A fitter would then bend over and reach into the bin retrieve a bracket to attach it to the weld fixture. The upper half of the container isn’t a problem; reaching into the bottom half of the bin is what causes ergonomic problems. He’ll need to reach deeper into the bin as he depletes the brackets, forcing him to work harder later in the shift, just as he begins to tire. For the very last bracket, he reaches far into the bin and lifts the bracket. It’s lightweight, but since the worker needs to reach so far into the container, he ends up doing all the lifting with his back. That’s yet another worst-case ergonomics scenario.

Does this make the fitter’s leaning and reaching into the bin simply unavoidable? Not if he makes use of a tilter, which elevates and tilts the container at the same time (see Figure 2). The elevating action helps the worker reach the bin’s bottom while the tilting makes it easier to reach its far corners.

Once the part is fixtured, the piece could sit on a stationary table, but in this instance that would create a host of inefficiencies. The welder needs to access welds on opposite sides, often in direct succession (welding one side, then moving to another side, then returning to the original side) to reduce distortion. So, just like a material handler loading boxes or parts onto a pallet, the welder can spend a lot of time walking back and forth.

In this case, the piece is fixtured onto a base plate that sits on a turntable, which helps the welder position the work as needed. The welder needn’t move. The table also can be raised and lowered, so the welder needn’t reach or contort to weld a particular joint (see Figure 3).

When components finally reach packaging and shipping, they’re boxed and placed on a pallet, and how they’re placed really matters. In this case, the fabricator relies on a pallet leveler. The platform starts waist-high, then rotates as the worker stacks boxes—no walking around the pallet to load it. The table then descends as the load increases, so that the operator can keep stacking at a comfortable height (see Figure 4).

=== Extracted data ===
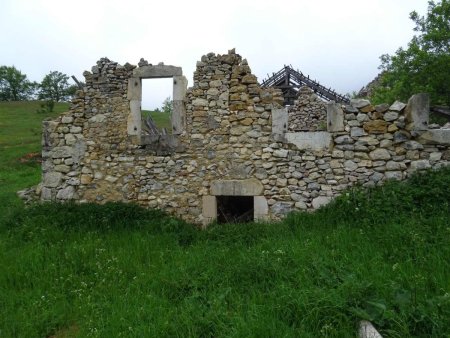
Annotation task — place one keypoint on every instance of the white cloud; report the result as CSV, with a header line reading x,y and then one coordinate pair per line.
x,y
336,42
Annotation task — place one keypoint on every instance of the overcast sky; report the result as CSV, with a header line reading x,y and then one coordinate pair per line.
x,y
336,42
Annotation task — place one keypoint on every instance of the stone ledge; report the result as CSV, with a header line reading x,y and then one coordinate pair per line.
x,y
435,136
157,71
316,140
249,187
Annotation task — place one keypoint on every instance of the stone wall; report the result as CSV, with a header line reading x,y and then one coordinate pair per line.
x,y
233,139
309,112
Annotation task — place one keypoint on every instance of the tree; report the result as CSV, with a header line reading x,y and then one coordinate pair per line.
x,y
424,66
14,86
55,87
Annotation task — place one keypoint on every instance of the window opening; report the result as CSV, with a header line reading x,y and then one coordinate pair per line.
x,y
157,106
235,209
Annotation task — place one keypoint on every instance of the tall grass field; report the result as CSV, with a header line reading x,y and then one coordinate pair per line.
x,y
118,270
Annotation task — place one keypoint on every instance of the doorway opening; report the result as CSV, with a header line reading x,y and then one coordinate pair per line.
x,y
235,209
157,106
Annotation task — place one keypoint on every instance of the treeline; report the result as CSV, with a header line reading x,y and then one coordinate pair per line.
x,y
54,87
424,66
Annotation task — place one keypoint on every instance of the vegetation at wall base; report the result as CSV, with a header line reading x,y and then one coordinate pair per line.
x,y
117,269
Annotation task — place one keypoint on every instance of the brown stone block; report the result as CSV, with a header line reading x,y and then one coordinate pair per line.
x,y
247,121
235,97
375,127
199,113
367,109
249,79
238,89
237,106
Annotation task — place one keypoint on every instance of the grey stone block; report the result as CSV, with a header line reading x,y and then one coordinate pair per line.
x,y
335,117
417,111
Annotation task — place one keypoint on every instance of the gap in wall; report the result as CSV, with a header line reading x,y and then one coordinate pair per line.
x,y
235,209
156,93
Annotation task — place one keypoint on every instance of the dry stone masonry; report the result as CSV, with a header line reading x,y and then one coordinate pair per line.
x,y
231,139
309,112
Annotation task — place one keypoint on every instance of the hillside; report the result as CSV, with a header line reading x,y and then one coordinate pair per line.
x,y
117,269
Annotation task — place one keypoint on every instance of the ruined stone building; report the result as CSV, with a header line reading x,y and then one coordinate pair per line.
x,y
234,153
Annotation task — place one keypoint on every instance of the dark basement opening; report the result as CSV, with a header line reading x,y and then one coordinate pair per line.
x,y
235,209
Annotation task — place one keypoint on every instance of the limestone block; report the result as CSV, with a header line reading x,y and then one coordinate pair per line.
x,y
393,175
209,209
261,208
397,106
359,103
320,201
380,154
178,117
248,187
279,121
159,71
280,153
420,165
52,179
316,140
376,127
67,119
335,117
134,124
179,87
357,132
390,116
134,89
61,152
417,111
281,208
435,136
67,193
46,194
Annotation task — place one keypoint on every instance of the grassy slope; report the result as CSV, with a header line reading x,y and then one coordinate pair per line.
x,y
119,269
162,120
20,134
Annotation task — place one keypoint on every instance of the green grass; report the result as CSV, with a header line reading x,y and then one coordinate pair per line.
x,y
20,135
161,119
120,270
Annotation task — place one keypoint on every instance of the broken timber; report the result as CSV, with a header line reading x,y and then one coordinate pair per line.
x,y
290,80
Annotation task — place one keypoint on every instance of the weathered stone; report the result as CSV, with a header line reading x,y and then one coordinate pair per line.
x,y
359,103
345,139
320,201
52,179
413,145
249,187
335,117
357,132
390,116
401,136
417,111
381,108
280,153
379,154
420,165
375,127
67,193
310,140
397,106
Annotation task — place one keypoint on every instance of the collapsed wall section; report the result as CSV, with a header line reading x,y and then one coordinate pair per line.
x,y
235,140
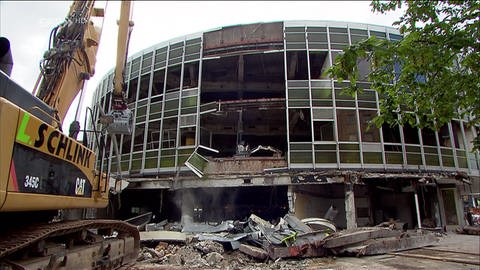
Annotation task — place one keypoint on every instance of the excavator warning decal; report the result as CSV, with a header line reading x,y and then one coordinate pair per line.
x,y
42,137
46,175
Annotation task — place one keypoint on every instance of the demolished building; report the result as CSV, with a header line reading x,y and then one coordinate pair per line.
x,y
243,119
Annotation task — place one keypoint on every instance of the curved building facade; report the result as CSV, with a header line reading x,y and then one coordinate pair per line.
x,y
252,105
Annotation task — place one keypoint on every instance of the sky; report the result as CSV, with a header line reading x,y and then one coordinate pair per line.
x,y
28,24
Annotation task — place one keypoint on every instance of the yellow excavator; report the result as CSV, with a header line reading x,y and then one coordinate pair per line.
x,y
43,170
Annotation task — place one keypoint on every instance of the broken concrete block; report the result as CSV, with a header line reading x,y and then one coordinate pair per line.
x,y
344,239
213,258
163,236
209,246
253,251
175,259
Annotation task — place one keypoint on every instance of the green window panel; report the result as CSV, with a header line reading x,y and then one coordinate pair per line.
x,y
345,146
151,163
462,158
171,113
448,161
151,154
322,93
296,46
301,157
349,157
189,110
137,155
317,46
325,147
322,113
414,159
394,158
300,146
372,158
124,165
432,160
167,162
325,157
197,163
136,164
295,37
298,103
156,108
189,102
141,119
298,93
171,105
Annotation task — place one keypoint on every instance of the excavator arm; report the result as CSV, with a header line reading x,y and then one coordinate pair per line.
==
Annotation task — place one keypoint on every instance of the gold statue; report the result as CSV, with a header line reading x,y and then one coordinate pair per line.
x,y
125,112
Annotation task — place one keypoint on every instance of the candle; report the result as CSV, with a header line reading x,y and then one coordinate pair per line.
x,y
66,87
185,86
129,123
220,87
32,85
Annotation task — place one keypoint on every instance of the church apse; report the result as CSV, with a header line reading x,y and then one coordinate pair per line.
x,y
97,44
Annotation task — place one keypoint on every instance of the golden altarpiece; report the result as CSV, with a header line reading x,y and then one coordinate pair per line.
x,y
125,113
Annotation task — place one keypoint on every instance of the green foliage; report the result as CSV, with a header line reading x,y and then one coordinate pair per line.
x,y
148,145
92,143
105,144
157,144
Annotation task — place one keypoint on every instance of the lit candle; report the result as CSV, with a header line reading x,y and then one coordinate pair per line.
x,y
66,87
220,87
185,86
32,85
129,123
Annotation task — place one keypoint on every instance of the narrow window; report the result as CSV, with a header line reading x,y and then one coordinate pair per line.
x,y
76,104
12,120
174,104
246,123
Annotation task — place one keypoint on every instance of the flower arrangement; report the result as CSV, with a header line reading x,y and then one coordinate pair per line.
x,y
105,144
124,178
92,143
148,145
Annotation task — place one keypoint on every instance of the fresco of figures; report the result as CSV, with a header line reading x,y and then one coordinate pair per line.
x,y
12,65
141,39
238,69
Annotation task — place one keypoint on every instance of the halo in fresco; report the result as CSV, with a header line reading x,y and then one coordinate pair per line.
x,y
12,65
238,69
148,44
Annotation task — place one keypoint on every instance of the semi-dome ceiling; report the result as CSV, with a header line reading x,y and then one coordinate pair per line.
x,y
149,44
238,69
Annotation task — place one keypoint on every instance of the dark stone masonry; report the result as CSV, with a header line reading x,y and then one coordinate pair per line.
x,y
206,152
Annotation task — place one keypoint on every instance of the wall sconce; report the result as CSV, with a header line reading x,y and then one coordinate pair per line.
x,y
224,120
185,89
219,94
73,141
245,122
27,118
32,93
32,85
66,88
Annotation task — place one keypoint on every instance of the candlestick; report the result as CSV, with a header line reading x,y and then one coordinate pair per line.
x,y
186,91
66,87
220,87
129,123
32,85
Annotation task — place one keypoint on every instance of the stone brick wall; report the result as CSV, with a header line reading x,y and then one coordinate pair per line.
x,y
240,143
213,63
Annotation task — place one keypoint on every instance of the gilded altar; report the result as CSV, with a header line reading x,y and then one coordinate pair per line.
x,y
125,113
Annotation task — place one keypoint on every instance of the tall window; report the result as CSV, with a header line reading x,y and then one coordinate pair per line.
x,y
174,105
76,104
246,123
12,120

=== Exercise tasks ===
1 - According to the ergonomics excerpt, what does a tilter do to the container?
2 - Name every figure number that the ergonomics excerpt refers to.
3 - Please set down, word for word, the part of the ergonomics excerpt that opens with the words containing "Does this make" and closes with "its far corners.".
Rely only on the ergonomics excerpt when you answer.

=== Responses to the tasks ===
1 - It elevates and tilts the container at the same time.

2 - Figure 2, Figure 3, Figure 4

3 -
Does this make the fitter’s leaning and reaching into the bin simply unavoidable? Not if he makes use of a tilter, which elevates and tilts the container at the same time (see Figure 2). The elevating action helps the worker reach the bin’s bottom while the tilting makes it easier to reach its far corners.